*CONSIGNE*. Recopiez le passage de l'extrait choisi commençant par « Texte paru dans » et allant jusqu'à « velléités de révolte. », en remplaçant « chômage » par « sous-emploi ».

*EXTRAIT CHOISI*.
>>>>

Texte paru dans Venceremos, n° 2, octobre 1986, p. 61-62
La diffusion de masse de l’héroïne sur les quartiers et dans les cités correspond historiquement au début de la crise et du chômage qui en découle (années 74-75) ; la bourgeoisie doit étendre son contrôle et son exploitation jusqu’au prolétaire exclu du marché du travail, pour ce faire elle utilise un moyen déjà utilisé dans d’autres pays (les USA des années 60) pour pacifier les ghettos et détruire les velléités de révolte.
L’HEROÏNE : Ces fonctions sont à la fois idéologiques et économiques. La poudre et sa dépendance liée intrinsèquement à sa nature crée chez le toxico un état d’apathie générale et de vulnérabilité totale par rapport au reste du corps social. Le toxico obligatoirement marginalisé ne peut plus s’insérer dans le monde du travail et en est réduit à vivre autour de la drogue et du milieu qu’elle génère, en découle une pauvreté de rapports et une quasi impossibilité de communication avec le reste de la société. Dans un même temps la survie du toxico est liée économiquement à sa capacité de faire circuler la marchandise qu’il consomme et qu’il doit revendre, la concurrence devient règle autant entre les prolétaires intoxiqués qu’entre tout les prolétaires des cités et quartiers. Entre les toxicos : la nature même de l’héroïne, la dépendance rapide qui naît de sa consommation, son prix très élevé, oblige le toxico à faire commerce de l’héroïne. La loi du marché est alors similaire à celle du marché capitaliste, à ceci près que le facteur principal de régulation du marché est le niveau de répression (plus il s’accentue plus les prix augmentent). Entre les prolétaires : les familles touchées par ce fléau sont souvent contrainte de dépenser une grande partie de leur revenu soit à subvenir au besoin du toxico soit à essayer de le soigner, de plus et à la grande satisfaction de la bourgeoisie la poudre fixe le toxico sur un territoire pour pouvoir le contrôler plus régulièrement au moyens de toutes les instances prévues à cet effet (police, éducateur, juge, etc). Tout l’argent du toxico passe dans la dope, son incapacité à travailler (état physique et psychologique, manque) l’oblige à subvenir à ses besoins sur la cité et le quartier en volant le plus souvent d’autres prolétaires ce qui renforce (inconsciemment pour le toxico) l’esprit sécuritaire dont l’état a besoin pour créer son consensus de peur et de répression dans les quartiers populaires.
En tout état de cause, des états gèrent la drogue, la produise pour certains : Pérou, Bolivie, Thaïlande, Birmanie, Laos, Turquie, etc. pays pauvres qui remboursent une partie de leurs dettes aux pays riches avec l’argent du marché de la dope, pays riches qui la distribuent et contrôlent sa diffusion (USA, Europe). Le but est à travers la crise et grâce à la drogue de maintenir toute une partie la plus pauvre du prolétariat (jeune chômeurs, fils d’immigrés) sous le contrôle direct de l’état tout en l’exploitant économiquement (le marché de l’héroïne représente plusieurs milliards de francs) et en renforçant son consensus idéologique sécuritaire. Plus précisément la politique de répression (rafle, contrôle, etc.) vise essentiellement les petits revendeurs et consommateurs(voir article suivant), économiquement dette politique amène une augmentation des prix et donc du profit des gros trafiquants liés aux états producteurs et distributeurs qui ne sont jamais atteints (sauf exception servant médiatiquement à confirmer la règle). Mais l’axe principal de cette politique déterminée d’utilisation de la drogue est la pacification née de la concurrence entre les prolétaires qui tend à réduire considérablement la réduction de la capacité de révolte, de prise de conscience des jeunes les plus touchés par la crise.

<<<<

*EXTRAITS DES ITEMS*.
>>>>

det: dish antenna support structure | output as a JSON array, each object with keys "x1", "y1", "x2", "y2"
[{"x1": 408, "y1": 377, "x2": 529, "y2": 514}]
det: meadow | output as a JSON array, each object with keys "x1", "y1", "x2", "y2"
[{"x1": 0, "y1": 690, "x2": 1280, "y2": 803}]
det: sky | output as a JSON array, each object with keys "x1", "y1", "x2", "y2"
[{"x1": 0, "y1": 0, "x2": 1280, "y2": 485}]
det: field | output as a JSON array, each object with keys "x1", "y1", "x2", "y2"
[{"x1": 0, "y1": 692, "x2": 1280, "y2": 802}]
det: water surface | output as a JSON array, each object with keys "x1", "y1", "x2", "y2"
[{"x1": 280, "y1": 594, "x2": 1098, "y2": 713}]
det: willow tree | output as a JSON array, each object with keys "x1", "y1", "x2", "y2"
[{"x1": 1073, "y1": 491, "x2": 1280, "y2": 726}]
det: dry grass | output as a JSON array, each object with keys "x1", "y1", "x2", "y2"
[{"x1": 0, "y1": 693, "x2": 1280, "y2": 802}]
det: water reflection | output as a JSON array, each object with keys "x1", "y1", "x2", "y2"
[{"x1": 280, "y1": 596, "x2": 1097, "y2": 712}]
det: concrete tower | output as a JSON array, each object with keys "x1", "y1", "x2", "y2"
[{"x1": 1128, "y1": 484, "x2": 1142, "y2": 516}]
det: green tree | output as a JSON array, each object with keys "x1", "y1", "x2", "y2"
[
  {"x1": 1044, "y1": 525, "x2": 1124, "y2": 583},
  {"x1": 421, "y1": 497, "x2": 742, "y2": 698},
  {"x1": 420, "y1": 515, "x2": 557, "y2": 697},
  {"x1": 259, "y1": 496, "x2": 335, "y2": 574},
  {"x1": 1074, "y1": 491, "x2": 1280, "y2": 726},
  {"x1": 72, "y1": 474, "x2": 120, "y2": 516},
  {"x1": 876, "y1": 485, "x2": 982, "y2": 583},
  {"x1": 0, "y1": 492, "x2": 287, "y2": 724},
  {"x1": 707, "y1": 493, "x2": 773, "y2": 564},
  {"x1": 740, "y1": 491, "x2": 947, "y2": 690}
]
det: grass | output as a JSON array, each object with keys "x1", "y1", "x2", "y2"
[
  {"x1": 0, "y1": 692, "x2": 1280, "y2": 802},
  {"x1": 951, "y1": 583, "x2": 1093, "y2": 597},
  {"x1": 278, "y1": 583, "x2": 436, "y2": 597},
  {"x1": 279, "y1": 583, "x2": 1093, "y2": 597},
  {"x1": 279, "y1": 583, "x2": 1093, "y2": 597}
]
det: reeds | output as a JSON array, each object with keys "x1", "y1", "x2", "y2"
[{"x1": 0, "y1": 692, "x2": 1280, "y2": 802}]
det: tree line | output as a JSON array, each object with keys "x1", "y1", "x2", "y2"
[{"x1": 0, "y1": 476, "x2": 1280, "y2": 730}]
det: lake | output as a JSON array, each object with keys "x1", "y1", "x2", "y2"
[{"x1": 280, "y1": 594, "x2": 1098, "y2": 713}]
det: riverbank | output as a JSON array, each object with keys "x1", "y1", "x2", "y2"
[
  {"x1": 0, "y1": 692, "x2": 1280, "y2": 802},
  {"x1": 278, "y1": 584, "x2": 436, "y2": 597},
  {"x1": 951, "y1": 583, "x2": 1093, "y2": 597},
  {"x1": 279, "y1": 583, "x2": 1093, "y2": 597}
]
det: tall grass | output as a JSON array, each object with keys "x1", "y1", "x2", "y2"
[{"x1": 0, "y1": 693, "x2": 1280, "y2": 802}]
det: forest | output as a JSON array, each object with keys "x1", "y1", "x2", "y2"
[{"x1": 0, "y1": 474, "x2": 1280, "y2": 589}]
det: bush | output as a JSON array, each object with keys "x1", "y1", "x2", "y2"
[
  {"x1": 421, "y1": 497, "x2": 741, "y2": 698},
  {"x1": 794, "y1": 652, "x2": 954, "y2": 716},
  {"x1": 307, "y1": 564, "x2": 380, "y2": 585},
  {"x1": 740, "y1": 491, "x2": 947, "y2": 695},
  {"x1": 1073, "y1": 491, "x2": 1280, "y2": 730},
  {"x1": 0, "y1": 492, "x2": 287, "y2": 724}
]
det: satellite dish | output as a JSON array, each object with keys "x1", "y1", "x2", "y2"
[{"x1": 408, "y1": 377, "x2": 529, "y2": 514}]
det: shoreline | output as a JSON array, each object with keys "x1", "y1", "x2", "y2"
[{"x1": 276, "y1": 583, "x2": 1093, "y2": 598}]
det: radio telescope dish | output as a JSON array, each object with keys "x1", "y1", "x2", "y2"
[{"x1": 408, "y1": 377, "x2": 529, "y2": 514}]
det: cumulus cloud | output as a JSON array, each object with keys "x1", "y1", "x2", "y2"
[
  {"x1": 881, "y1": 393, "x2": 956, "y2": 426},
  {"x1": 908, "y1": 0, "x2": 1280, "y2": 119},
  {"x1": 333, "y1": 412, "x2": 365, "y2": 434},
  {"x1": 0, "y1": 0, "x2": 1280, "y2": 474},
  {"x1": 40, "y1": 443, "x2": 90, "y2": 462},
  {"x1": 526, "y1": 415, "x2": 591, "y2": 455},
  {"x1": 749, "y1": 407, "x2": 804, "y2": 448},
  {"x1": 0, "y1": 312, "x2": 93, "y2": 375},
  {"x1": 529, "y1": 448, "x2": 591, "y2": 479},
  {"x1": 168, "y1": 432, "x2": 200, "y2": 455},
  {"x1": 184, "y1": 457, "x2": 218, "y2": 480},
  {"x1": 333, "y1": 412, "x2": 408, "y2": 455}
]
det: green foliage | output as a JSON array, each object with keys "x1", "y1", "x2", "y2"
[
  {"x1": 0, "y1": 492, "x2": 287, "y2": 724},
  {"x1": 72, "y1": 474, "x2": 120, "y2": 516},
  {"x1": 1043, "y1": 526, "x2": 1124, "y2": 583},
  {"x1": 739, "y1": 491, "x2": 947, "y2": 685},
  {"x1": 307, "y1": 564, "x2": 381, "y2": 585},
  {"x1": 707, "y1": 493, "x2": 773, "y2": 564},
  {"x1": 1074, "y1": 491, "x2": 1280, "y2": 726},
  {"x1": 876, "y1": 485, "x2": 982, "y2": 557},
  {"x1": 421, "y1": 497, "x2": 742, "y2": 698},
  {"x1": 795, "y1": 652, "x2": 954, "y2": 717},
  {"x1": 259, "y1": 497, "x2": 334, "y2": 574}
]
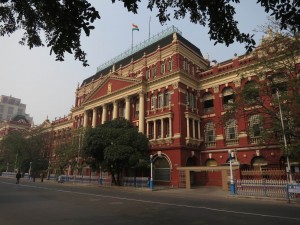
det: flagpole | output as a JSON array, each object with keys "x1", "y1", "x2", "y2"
[{"x1": 149, "y1": 16, "x2": 151, "y2": 39}]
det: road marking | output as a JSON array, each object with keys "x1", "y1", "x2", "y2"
[{"x1": 0, "y1": 182, "x2": 300, "y2": 221}]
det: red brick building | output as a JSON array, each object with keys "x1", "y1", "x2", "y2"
[{"x1": 41, "y1": 27, "x2": 298, "y2": 187}]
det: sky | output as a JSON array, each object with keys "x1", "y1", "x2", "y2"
[{"x1": 0, "y1": 0, "x2": 268, "y2": 125}]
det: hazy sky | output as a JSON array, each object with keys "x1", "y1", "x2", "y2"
[{"x1": 0, "y1": 0, "x2": 267, "y2": 125}]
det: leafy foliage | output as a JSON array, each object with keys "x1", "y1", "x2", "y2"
[
  {"x1": 222, "y1": 23, "x2": 300, "y2": 157},
  {"x1": 0, "y1": 0, "x2": 300, "y2": 66},
  {"x1": 84, "y1": 119, "x2": 148, "y2": 184},
  {"x1": 0, "y1": 0, "x2": 100, "y2": 66},
  {"x1": 2, "y1": 128, "x2": 48, "y2": 172}
]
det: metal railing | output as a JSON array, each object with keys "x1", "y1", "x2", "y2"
[{"x1": 97, "y1": 26, "x2": 182, "y2": 72}]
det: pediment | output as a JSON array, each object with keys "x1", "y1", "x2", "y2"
[{"x1": 87, "y1": 75, "x2": 141, "y2": 101}]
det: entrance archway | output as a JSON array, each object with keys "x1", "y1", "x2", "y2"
[{"x1": 153, "y1": 155, "x2": 171, "y2": 182}]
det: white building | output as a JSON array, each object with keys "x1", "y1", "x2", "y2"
[{"x1": 0, "y1": 95, "x2": 32, "y2": 123}]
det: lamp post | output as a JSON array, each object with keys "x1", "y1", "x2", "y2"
[
  {"x1": 99, "y1": 165, "x2": 102, "y2": 185},
  {"x1": 47, "y1": 160, "x2": 51, "y2": 180},
  {"x1": 276, "y1": 88, "x2": 292, "y2": 182},
  {"x1": 28, "y1": 162, "x2": 32, "y2": 180},
  {"x1": 149, "y1": 155, "x2": 153, "y2": 190},
  {"x1": 228, "y1": 150, "x2": 235, "y2": 195},
  {"x1": 267, "y1": 75, "x2": 293, "y2": 182}
]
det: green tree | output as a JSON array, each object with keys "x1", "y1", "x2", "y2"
[
  {"x1": 2, "y1": 128, "x2": 48, "y2": 173},
  {"x1": 0, "y1": 0, "x2": 100, "y2": 66},
  {"x1": 84, "y1": 119, "x2": 149, "y2": 185},
  {"x1": 222, "y1": 21, "x2": 300, "y2": 158},
  {"x1": 52, "y1": 128, "x2": 86, "y2": 174},
  {"x1": 0, "y1": 0, "x2": 300, "y2": 66}
]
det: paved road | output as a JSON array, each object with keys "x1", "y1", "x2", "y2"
[{"x1": 0, "y1": 178, "x2": 300, "y2": 225}]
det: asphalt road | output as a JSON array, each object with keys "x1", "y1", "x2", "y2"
[{"x1": 0, "y1": 178, "x2": 300, "y2": 225}]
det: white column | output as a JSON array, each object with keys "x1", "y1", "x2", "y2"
[
  {"x1": 146, "y1": 121, "x2": 149, "y2": 138},
  {"x1": 153, "y1": 120, "x2": 156, "y2": 139},
  {"x1": 101, "y1": 105, "x2": 107, "y2": 124},
  {"x1": 139, "y1": 93, "x2": 145, "y2": 133},
  {"x1": 83, "y1": 111, "x2": 88, "y2": 127},
  {"x1": 169, "y1": 117, "x2": 173, "y2": 138},
  {"x1": 113, "y1": 101, "x2": 118, "y2": 120},
  {"x1": 125, "y1": 96, "x2": 130, "y2": 120},
  {"x1": 198, "y1": 120, "x2": 201, "y2": 139},
  {"x1": 92, "y1": 108, "x2": 97, "y2": 128},
  {"x1": 192, "y1": 119, "x2": 196, "y2": 139},
  {"x1": 160, "y1": 119, "x2": 165, "y2": 138},
  {"x1": 186, "y1": 118, "x2": 190, "y2": 138}
]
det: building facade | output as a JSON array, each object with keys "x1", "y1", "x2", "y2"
[
  {"x1": 0, "y1": 95, "x2": 32, "y2": 123},
  {"x1": 43, "y1": 27, "x2": 298, "y2": 186}
]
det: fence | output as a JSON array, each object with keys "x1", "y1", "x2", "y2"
[
  {"x1": 123, "y1": 177, "x2": 149, "y2": 188},
  {"x1": 58, "y1": 175, "x2": 111, "y2": 186},
  {"x1": 236, "y1": 168, "x2": 300, "y2": 202},
  {"x1": 236, "y1": 179, "x2": 300, "y2": 202},
  {"x1": 241, "y1": 168, "x2": 287, "y2": 180}
]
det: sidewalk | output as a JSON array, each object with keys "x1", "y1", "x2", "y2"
[{"x1": 0, "y1": 176, "x2": 299, "y2": 204}]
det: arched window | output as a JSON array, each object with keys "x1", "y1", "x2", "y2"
[
  {"x1": 248, "y1": 114, "x2": 262, "y2": 144},
  {"x1": 203, "y1": 92, "x2": 214, "y2": 113},
  {"x1": 204, "y1": 122, "x2": 216, "y2": 147},
  {"x1": 222, "y1": 87, "x2": 234, "y2": 109},
  {"x1": 205, "y1": 159, "x2": 218, "y2": 166},
  {"x1": 153, "y1": 157, "x2": 171, "y2": 181},
  {"x1": 157, "y1": 93, "x2": 164, "y2": 109},
  {"x1": 151, "y1": 95, "x2": 157, "y2": 110},
  {"x1": 164, "y1": 91, "x2": 171, "y2": 106},
  {"x1": 225, "y1": 119, "x2": 238, "y2": 146},
  {"x1": 243, "y1": 80, "x2": 260, "y2": 104}
]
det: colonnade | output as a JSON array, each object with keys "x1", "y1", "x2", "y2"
[
  {"x1": 186, "y1": 115, "x2": 200, "y2": 139},
  {"x1": 146, "y1": 114, "x2": 172, "y2": 139},
  {"x1": 78, "y1": 92, "x2": 145, "y2": 133}
]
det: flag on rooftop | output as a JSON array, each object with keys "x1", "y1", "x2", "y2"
[{"x1": 131, "y1": 24, "x2": 140, "y2": 31}]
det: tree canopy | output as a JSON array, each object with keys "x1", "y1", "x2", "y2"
[
  {"x1": 0, "y1": 131, "x2": 49, "y2": 173},
  {"x1": 222, "y1": 21, "x2": 300, "y2": 158},
  {"x1": 0, "y1": 0, "x2": 300, "y2": 66},
  {"x1": 83, "y1": 119, "x2": 149, "y2": 184}
]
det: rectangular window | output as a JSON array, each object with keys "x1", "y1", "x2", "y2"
[
  {"x1": 168, "y1": 59, "x2": 173, "y2": 71},
  {"x1": 160, "y1": 63, "x2": 166, "y2": 74},
  {"x1": 151, "y1": 96, "x2": 157, "y2": 109},
  {"x1": 7, "y1": 107, "x2": 14, "y2": 114},
  {"x1": 152, "y1": 66, "x2": 156, "y2": 78},
  {"x1": 164, "y1": 92, "x2": 171, "y2": 106},
  {"x1": 146, "y1": 68, "x2": 151, "y2": 79},
  {"x1": 157, "y1": 94, "x2": 164, "y2": 108}
]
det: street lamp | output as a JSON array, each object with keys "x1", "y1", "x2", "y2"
[
  {"x1": 228, "y1": 150, "x2": 235, "y2": 195},
  {"x1": 99, "y1": 165, "x2": 102, "y2": 185},
  {"x1": 268, "y1": 76, "x2": 292, "y2": 182},
  {"x1": 28, "y1": 162, "x2": 32, "y2": 180},
  {"x1": 276, "y1": 88, "x2": 292, "y2": 181},
  {"x1": 47, "y1": 160, "x2": 51, "y2": 180},
  {"x1": 149, "y1": 155, "x2": 153, "y2": 190}
]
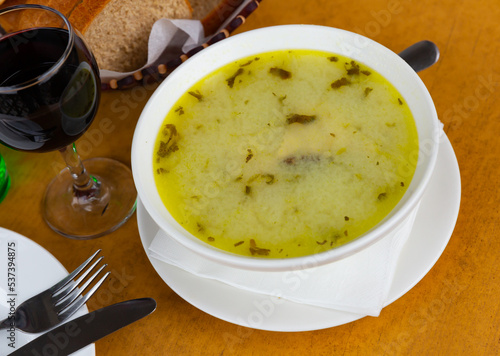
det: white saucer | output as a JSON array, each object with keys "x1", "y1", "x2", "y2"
[
  {"x1": 137, "y1": 134, "x2": 461, "y2": 331},
  {"x1": 0, "y1": 227, "x2": 95, "y2": 356}
]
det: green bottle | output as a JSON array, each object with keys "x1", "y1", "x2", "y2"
[{"x1": 0, "y1": 155, "x2": 10, "y2": 202}]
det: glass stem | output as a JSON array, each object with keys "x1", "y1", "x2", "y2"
[{"x1": 59, "y1": 144, "x2": 101, "y2": 199}]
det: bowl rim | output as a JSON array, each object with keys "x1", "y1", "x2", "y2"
[{"x1": 132, "y1": 25, "x2": 440, "y2": 271}]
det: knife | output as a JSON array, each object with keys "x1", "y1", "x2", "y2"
[{"x1": 10, "y1": 298, "x2": 156, "y2": 356}]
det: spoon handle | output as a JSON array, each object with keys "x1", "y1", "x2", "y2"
[{"x1": 399, "y1": 41, "x2": 439, "y2": 72}]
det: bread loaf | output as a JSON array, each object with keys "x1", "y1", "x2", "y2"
[{"x1": 0, "y1": 0, "x2": 243, "y2": 72}]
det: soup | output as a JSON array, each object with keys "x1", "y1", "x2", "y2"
[{"x1": 153, "y1": 50, "x2": 418, "y2": 258}]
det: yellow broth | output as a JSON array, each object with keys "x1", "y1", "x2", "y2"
[{"x1": 153, "y1": 50, "x2": 418, "y2": 258}]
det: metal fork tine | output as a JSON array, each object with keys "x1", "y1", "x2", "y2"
[
  {"x1": 58, "y1": 272, "x2": 111, "y2": 318},
  {"x1": 50, "y1": 249, "x2": 101, "y2": 293},
  {"x1": 53, "y1": 256, "x2": 104, "y2": 298},
  {"x1": 54, "y1": 264, "x2": 107, "y2": 310}
]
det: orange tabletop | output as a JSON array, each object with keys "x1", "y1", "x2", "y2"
[{"x1": 0, "y1": 0, "x2": 500, "y2": 356}]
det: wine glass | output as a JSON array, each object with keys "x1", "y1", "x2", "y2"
[{"x1": 0, "y1": 5, "x2": 137, "y2": 239}]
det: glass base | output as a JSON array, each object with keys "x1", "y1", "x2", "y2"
[{"x1": 42, "y1": 158, "x2": 137, "y2": 240}]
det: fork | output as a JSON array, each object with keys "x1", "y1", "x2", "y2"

<<<<

*EXERCICE CORRIGÉ*.
Texte paru dans Venceremos, n° 2, octobre 1986, p. 61-62
La diffusion de masse de l’héroïne sur les quartiers et dans les cités correspond historiquement au début de la crise et du sous-emploi qui en découle (années 74-75) ; la bourgeoisie doit étendre son contrôle et son exploitation jusqu’au prolétaire exclu du marché du travail, pour ce faire elle utilise un moyen déjà utilisé dans d’autres pays (les USA des années 60) pour pacifier les ghettos et détruire les velléités de révolte.